• _ARTICLE_:
begin

Clarifying the Commonwealth, 2025 edit

This post, and the one before it about the monarchy, were originally written in 2021 as ‘how it IS because’ posts, but now, in 2025, they are ‘how it was’ and could use an update to reflect some recent changes. This time we address the Commonwealth, which has a new Head, one less Realm, and two new members. 

Growing up in Canada, and subsequently living in the UK, I learned and encountered very little about the Commonwealth. When the Commonwealth Games were held in my home town, my curious six-year-old self memorised the flags of the participating countries and my school sports day was ‘Commonwealth themed’. That was really about it, though, and I have found that even otherwise well-informed people still don’t have the full picture of what the Commonwealth actually does, and is, and what it isn’t.

This post not meant to give you all the information; I’ll link some sources at the bottom of the page which will do a more thorough job with that than I can. What they are meant to do is give you some things to think upon.

end

• _PROBLEMS TO SOLVE_:
[a] Rewrite the Commonwealth post from the words "This post, and" through "what it isn’t.", substituting "Dominion" for "Realm".
[b] Answer these questions using the Commonwealth post:
(i) In what year were this post and the one before it first written?
(ii) In what country did the writer grow up?
(iii) How old was the writer when memorizing the flags of the countries in the Commonwealth Games?

• _DATA ROWS_:
begin

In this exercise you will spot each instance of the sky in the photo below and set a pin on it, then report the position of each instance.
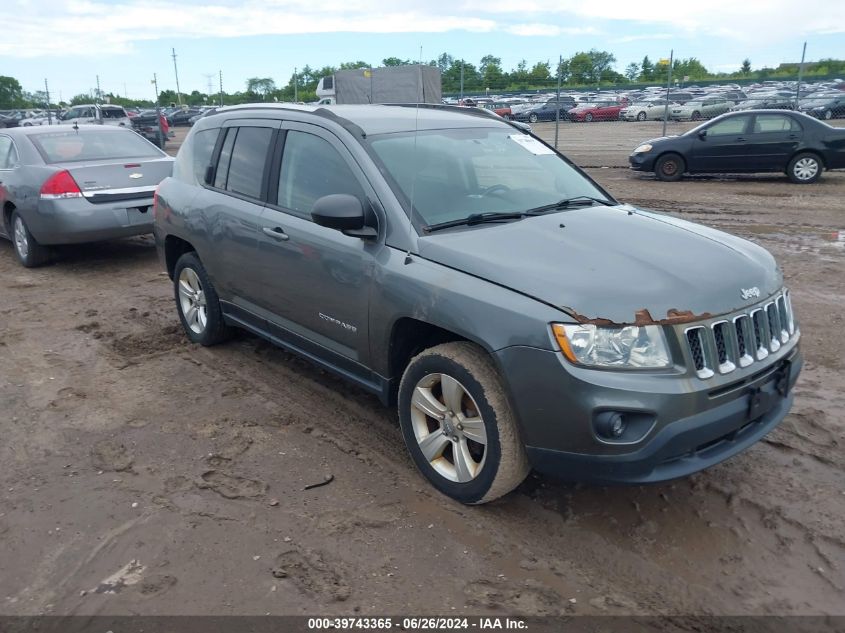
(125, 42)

end
begin

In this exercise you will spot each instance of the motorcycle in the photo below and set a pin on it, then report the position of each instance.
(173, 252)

end

• _ANSWERS BELOW_:
[a]
This post, and the one before it about the monarchy, were originally written in 2021 as ‘how it IS because’ posts, but now, in 2025, they are ‘how it was’ and could use an update to reflect some recent changes. This time we address the Commonwealth, which has a new Head, one less Dominion, and two new members. 

Growing up in Canada, and subsequently living in the UK, I learned and encountered very little about the Commonwealth. When the Commonwealth Games were held in my home town, my curious six-year-old self memorised the flags of the participating countries and my school sports day was ‘Commonwealth themed’. That was really about it, though, and I have found that even otherwise well-informed people still don’t have the full picture of what the Commonwealth actually does, and is, and what it isn’t.

[b]
(i) 2021
(ii) Canada
(iii) Six